Exercise objective:
Copy the material below word for word, beginning at the line that contains "Practice step: locate the dark" and ending with the last line of the material.
--- START ---
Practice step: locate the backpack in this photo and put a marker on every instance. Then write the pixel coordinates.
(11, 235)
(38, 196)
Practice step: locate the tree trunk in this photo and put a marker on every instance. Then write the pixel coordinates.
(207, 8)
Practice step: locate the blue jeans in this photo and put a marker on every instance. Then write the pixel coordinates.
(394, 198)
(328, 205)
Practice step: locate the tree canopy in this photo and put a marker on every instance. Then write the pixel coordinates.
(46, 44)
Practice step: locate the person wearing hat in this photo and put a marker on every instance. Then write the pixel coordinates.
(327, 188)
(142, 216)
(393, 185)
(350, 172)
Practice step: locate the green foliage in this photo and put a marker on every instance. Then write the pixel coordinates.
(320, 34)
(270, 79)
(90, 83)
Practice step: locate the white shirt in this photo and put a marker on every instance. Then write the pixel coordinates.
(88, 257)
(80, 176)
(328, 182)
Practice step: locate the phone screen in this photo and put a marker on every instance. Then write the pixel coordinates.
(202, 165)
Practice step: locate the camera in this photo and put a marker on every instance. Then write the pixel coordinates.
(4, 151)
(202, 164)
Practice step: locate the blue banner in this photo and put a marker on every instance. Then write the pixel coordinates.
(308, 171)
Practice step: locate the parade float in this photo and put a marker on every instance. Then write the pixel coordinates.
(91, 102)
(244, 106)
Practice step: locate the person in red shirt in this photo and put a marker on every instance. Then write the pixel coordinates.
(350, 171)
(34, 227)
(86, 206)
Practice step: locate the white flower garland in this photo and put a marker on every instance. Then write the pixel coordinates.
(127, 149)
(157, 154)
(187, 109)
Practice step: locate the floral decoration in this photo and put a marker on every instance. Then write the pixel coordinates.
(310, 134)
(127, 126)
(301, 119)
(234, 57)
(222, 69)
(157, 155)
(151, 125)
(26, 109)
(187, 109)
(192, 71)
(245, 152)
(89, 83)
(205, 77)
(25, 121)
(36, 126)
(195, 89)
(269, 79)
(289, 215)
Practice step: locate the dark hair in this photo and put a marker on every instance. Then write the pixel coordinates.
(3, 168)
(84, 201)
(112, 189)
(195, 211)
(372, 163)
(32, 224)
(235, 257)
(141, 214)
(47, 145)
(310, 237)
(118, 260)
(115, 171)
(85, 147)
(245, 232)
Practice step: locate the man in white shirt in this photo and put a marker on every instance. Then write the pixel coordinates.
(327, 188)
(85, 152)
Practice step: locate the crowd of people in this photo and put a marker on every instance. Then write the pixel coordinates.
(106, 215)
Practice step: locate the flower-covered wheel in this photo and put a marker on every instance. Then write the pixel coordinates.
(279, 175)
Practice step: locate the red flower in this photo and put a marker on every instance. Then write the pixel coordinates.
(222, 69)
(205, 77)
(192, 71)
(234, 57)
--- END ---
Final result:
Practice step: locate the dark hair in this photo and put a marker on every instance. Then write the pixel coordinates.
(3, 168)
(84, 201)
(112, 189)
(195, 211)
(372, 163)
(32, 224)
(235, 257)
(141, 214)
(47, 145)
(310, 237)
(118, 260)
(115, 171)
(85, 147)
(245, 232)
Practice step: locate the man in white shirt in this photo and put a marker on every instance. Then write the pixel coordinates.
(327, 188)
(85, 152)
Practice step: locate the crowd of people in this photo and put a marker on every instance. Then write the pixel coordinates.
(106, 215)
Practice step: locate the flower-covered wheel in this photo and put a marker on every instance. Then write the pixel coordinates.
(279, 175)
Practice step: locate the red flower in this photo and put a marker on every instance. Then write the pixel coordinates.
(222, 69)
(205, 77)
(192, 71)
(234, 57)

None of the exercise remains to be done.